* **WHAT THIS TASK INVOLVES**: Starting at the line that contains "the blurred green" and ending at the end of the data, rewrite those lines with the requests kept in, shifting each answer coordinate by adding 144 to both of its numbers.

* **RECORD LIST**:
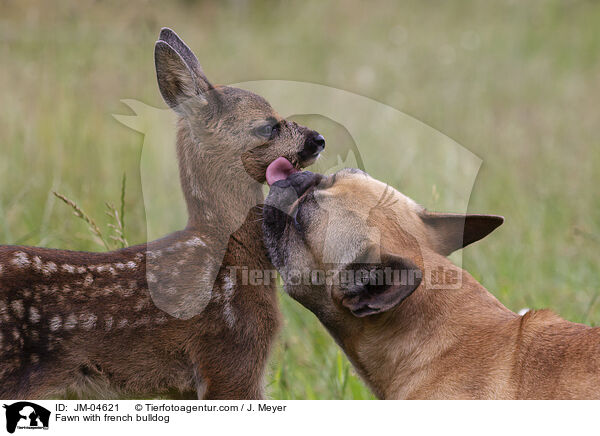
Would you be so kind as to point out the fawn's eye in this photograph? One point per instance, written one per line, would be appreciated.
(265, 130)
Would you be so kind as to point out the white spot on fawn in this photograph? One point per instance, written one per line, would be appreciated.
(151, 277)
(21, 259)
(68, 268)
(49, 268)
(153, 254)
(108, 323)
(89, 279)
(141, 304)
(34, 315)
(142, 321)
(37, 263)
(18, 308)
(228, 312)
(71, 322)
(55, 323)
(229, 315)
(88, 321)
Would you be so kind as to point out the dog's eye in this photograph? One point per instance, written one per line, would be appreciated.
(265, 131)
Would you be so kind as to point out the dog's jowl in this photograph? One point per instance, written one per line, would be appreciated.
(164, 318)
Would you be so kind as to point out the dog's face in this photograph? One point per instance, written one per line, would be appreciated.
(350, 245)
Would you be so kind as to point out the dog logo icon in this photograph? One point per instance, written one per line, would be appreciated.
(26, 415)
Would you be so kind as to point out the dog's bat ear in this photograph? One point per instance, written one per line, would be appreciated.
(450, 232)
(377, 288)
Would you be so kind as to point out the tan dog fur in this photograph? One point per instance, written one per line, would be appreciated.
(441, 342)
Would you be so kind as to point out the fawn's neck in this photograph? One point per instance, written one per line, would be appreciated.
(217, 190)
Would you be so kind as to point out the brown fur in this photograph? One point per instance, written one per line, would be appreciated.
(454, 341)
(88, 323)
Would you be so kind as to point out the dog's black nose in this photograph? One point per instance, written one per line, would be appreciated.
(284, 193)
(313, 145)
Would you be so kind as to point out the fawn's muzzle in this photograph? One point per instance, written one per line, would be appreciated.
(313, 145)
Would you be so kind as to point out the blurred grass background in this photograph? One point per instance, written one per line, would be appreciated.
(516, 83)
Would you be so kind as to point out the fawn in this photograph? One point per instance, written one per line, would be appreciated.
(168, 317)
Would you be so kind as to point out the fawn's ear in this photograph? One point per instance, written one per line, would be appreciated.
(179, 84)
(170, 37)
(450, 232)
(377, 288)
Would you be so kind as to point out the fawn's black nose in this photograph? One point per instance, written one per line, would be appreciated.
(313, 145)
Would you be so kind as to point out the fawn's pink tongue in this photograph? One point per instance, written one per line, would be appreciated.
(279, 169)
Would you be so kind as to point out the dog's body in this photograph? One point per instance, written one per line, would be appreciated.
(165, 318)
(419, 339)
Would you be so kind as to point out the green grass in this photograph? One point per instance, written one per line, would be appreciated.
(516, 84)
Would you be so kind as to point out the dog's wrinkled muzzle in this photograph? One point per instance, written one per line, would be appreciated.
(285, 193)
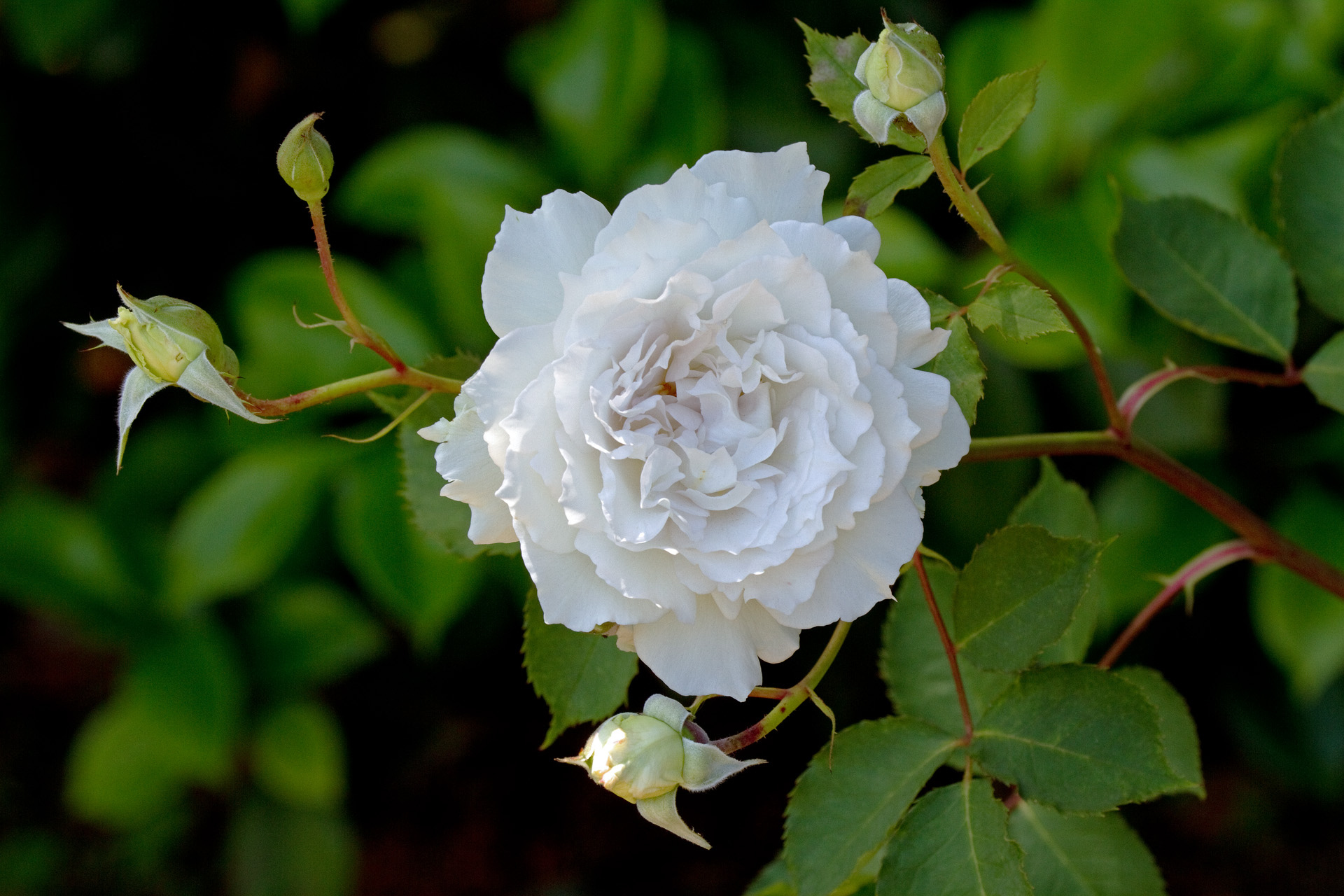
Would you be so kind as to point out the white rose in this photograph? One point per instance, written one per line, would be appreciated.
(704, 419)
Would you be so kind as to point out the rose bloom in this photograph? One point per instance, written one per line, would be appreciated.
(704, 419)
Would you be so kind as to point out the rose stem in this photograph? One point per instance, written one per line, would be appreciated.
(356, 331)
(355, 384)
(1138, 396)
(948, 647)
(792, 699)
(1214, 558)
(1268, 543)
(967, 202)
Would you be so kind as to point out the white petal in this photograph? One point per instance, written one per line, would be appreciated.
(464, 460)
(874, 115)
(685, 198)
(573, 596)
(134, 391)
(707, 766)
(867, 562)
(941, 453)
(916, 342)
(662, 812)
(204, 382)
(666, 710)
(783, 186)
(711, 654)
(522, 285)
(101, 331)
(859, 232)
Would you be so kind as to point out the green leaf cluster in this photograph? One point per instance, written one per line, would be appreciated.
(1073, 741)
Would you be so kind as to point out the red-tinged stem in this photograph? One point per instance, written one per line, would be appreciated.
(358, 331)
(1268, 543)
(971, 207)
(1138, 396)
(355, 384)
(1210, 561)
(948, 648)
(792, 699)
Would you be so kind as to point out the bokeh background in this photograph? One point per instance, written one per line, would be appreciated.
(235, 668)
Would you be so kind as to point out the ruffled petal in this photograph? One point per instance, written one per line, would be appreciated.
(574, 597)
(781, 186)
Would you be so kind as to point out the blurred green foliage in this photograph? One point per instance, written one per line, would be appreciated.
(241, 571)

* **ANSWER BELOW**:
Would you be so kind as to point out the blurred green foliage in this photograph? One point per instance, written one per line, would be appreciated.
(385, 715)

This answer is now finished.